Stored data -
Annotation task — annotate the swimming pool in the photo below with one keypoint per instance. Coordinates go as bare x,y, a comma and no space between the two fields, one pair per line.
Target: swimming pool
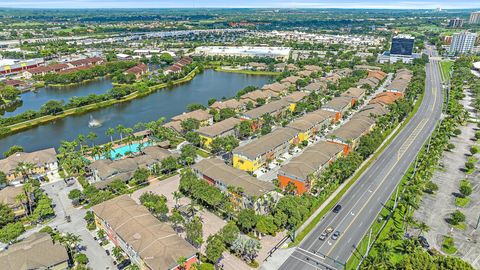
124,150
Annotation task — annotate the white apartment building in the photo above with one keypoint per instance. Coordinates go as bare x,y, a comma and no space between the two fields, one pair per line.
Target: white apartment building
462,42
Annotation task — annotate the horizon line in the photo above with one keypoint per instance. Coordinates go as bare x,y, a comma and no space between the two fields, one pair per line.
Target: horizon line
284,8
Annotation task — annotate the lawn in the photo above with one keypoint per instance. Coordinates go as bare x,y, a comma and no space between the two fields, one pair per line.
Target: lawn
446,66
462,202
448,246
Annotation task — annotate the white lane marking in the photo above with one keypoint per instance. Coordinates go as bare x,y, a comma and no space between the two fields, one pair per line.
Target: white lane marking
314,266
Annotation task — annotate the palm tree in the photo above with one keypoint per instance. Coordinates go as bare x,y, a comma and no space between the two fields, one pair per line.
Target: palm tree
24,169
181,262
110,132
21,199
81,140
120,130
91,137
177,196
422,227
28,190
70,241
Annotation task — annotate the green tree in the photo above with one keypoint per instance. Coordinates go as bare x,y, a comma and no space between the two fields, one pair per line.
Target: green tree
52,107
141,175
215,248
266,225
12,150
169,164
194,231
247,219
81,258
176,219
156,204
457,217
230,232
3,179
245,129
6,215
195,106
11,231
188,154
10,92
190,124
193,137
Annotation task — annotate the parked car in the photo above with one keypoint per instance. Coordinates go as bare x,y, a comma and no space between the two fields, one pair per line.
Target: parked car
123,264
423,242
335,235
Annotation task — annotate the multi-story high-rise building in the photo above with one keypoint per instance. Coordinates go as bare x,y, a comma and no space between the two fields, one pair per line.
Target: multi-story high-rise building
402,45
474,17
462,42
455,23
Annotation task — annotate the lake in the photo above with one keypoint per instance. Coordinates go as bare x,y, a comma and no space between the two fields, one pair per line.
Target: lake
163,103
35,100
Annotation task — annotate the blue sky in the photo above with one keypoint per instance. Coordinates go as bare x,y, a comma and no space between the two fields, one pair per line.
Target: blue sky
399,4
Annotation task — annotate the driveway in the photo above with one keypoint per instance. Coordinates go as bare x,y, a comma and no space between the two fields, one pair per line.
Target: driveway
58,192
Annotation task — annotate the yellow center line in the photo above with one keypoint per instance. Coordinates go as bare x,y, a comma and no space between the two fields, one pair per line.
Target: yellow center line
373,193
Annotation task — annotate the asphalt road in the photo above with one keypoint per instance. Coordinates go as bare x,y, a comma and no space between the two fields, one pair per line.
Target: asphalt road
365,199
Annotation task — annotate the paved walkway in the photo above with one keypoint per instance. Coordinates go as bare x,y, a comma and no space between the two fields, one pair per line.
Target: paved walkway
448,178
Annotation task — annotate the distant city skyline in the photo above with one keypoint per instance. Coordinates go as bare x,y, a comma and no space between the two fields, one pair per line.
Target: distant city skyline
371,4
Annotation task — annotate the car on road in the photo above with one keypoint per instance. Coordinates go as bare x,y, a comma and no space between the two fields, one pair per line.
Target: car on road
423,241
123,264
335,235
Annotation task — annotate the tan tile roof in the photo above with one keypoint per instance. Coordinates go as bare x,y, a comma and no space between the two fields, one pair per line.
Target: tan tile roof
37,158
200,115
309,120
254,95
315,86
266,143
386,98
290,79
378,74
156,242
38,251
310,161
224,104
360,123
269,108
312,68
8,195
353,92
276,87
217,170
219,128
304,73
338,103
295,96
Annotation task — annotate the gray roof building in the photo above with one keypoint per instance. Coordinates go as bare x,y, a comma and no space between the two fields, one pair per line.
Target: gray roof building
218,171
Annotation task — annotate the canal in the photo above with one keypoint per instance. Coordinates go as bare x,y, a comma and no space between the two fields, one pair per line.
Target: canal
163,103
34,100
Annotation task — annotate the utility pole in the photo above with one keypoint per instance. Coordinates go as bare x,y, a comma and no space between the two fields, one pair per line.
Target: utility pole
478,222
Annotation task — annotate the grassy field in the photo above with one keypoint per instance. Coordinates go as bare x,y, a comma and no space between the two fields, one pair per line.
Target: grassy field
446,66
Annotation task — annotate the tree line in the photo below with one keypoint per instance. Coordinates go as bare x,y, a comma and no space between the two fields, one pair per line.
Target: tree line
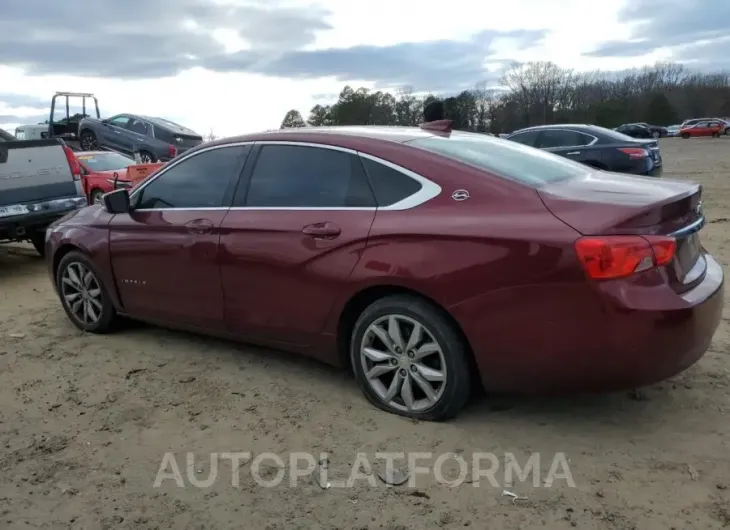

Problem requirements -
Find every line in the material above that contains the word "swimming", and copy each of those lines in full.

Task response -
Annotation task — annotate the swimming pool in the photo below with one keypoint per instance. Coordinates go as bare x,y, a comma and no space between the two fields, one pair per line.
Target: swimming pool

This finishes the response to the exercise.